Trecho:
Eduardo Meyer: Eu começaria pelo reconhecimento do território. É incrível como muda a sua visão de bairro, de apenas um morador para observador das condições do bairro. Você descobre coisas incríveis e o pulsar da vida do bairro. Por exemplo, você deixa de passar três meses numa determinada rua e quando passa de novo, tem diferença. Tem novas pessoas. Tem novos negócios. Você pensa: “Esse eu ainda não conversei, esse eu posso conversar, ele está começando, pode nos ajudar nisso. Eu posso ajudá-lo naquilo”. É uma coisa pulsante que não para e é muito legal da gente observar. E isso é um trabalho típico de velho. No Bairro com Vida, também adotamos o princípio da Cidade de 15 minutos. Dentro disso, o velho fica nesse seu ambiente, nesse seu habitat, descobrindo novas possibilidades dentro desse raio de 15 minutos a pé. Outro dia eu tive que fazer uns exames no Morumbi. Fazia tempo que eu não pegava trânsito. Eu não sabia o que era trânsito. Eu ficava só por aqui andando a pé, de ônibus, eu estranhei o trânsito. Então, eu acho que esse reconhecimento do território é fundamental em qualquer espaço que você vá. E isso é uma das premissas do desenvolvimento local: você conhecer bem esse território, o que ele produz, o que ele não produz, o que seria interessante de ser produzido e como fazer isso.

E isso é uma das premissas do desenvolvimento local: você conhecer bem esse território, o que ele produz, o que ele não produz, o que seria interessante de ser produzido e como fazer isso.

Senhora sorri, enquanto olha pela janela

O mapeamento reúne mais de 400 iniciativas de todos os setores que estão ajudando a repensar a longevidade no Brasil. O que precisa acontecer para que a sociedade crie mais demanda por soluções que viabilizem e valorizem as contribuições de pessoas de todas as idades?

Eduardo Meyer: Basicamente, é mudança cultural. É um processo lento, como é o do desenvolvimento local. Não é uma coisa que você chega, implanta e pronto. É um processo. Eu culpo muito os velhos, porque os velhos não estão mostrando o seu potencial. Os velhos estão acomodados numa posição de que são velhos, são aposentados. O que despertou o Trabalho60+ e o Bairro Com Vida foi a gente sentir na prática a importância do trabalho dos velhos, que gera um grande valor que não é palpável. E como botar isso pra fora? O velho tem que mostrar que pode, que faz e que quer fazer. Eu lembro que lá atrás, quando era pra conseguir o primeiro emprego, o maior obstáculo eram os tais dois anos de experiência. A gente juntando 20 velhos dá mil anos de experiência. Quanto vale isso? Em áreas diferentes do conhecimento, com vivências e experiências diferentes, isso junto tem um valor que é difícil de mostrar, mas nós temos que mostrar. Então essa história de como incluir velhos e jovens nisso, a resposta é: fazendo. Como foi no curso de reinvenção profissional. Nós vimos. Nós sentimos na pele a força do impacto que nós fizemos. E isso é fundamental. E nisso eu acho que os Bairros Amigos dos Idosos e o Bairro Com Vida e o Trabalho60+ podem ajudar muito a demonstrar. Na prática eu acho que tem que ter ações assim.

Instruções das tarefas:
1. Diga se cada afirmação abaixo está de acordo com o trecho da entrevista com Eduardo Meyer. Responda sim ou não e cite as palavras do trecho que decidem.
(a) O Bairro com Vida adota o princípio da Cidade de 15 minutos.
(b) Para Meyer, a mudança cultural é um processo rápido.
(c) Segundo Meyer, um grupo de 20 velhos soma mil anos de experiência.
2. Responda com base no trecho da entrevista com Eduardo Meyer:
(a) Em que lugar Meyer teve que fazer uns exames?
(b) Quantas iniciativas o mapeamento reúne?
(c) Segundo Meyer, qual era o maior obstáculo para conseguir o primeiro emprego?
3. Escreva a continuação do trecho da entrevista com Eduardo Meyer, começando depois da última frase dele.

Dados do exercício:
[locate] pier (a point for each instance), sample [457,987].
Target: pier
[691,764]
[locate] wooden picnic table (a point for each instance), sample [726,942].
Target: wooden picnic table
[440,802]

Tarefas resolvidas:
1.
(a) Sim: "No Bairro com Vida, também adotamos o princípio da Cidade de 15 minutos."
(b) Não: "É um processo lento, como é o do desenvolvimento local."
(c) Sim: "A gente juntando 20 velhos dá mil anos de experiência."

2.
(a) No Morumbi.
(b) Mais de 400.
(c) Os tais dois anos de experiência.

3.
E sobre esse fazer, você se identifica como um agente de transformação do mundo? Se sim, como que é envelhecer nesse papel?

Eduardo Meyer: Eu me sinto sim, pelo menos um candidato a mudar o mundo. Todo mundo tem que dar sua contribuição, independentemente de idade, de forma de fazer ou de modo de agir. Eu acho que, cada um tendo o seu objetivo, seu propósito e correndo atrás disso, a gente muda tudo. Eu não me sinto como velho participando disso, eu me sinto como uma pessoa podendo dar o máximo que eu posso, que é limitadíssimo, mas que é o máximo que eu posso.
Eduardo Meyer

Sobre Eduardo Meyer

Eduardo Meyer tem 73 anos e é paulistano com formação jurídica pela Universidade de São Paulo -Faculdade de Direito do Largo de São Francisco  – 1975. Possui 25 anos de Experiência profissional em Projetos de Desenvolvimento Social, como o DLIS (Desenvolvimento Local Integrado e Sustentável) do programa da Comunidade Solidária tendo participado de projetos nos 100 municípios com menor IDHM – Índice de Desenvolvimento Humano Municipal do Estado de São Paulo. É fundador e colaborador do grupo TRABALHO 60+. Desde 2016, o grupo visa a valorização do idoso por meio do trabalho colaborativo, prazeroso e que proporcione uma justa remuneração. É coordenador do projeto Bairro com Vida no distrito da Consolação em São Paulo.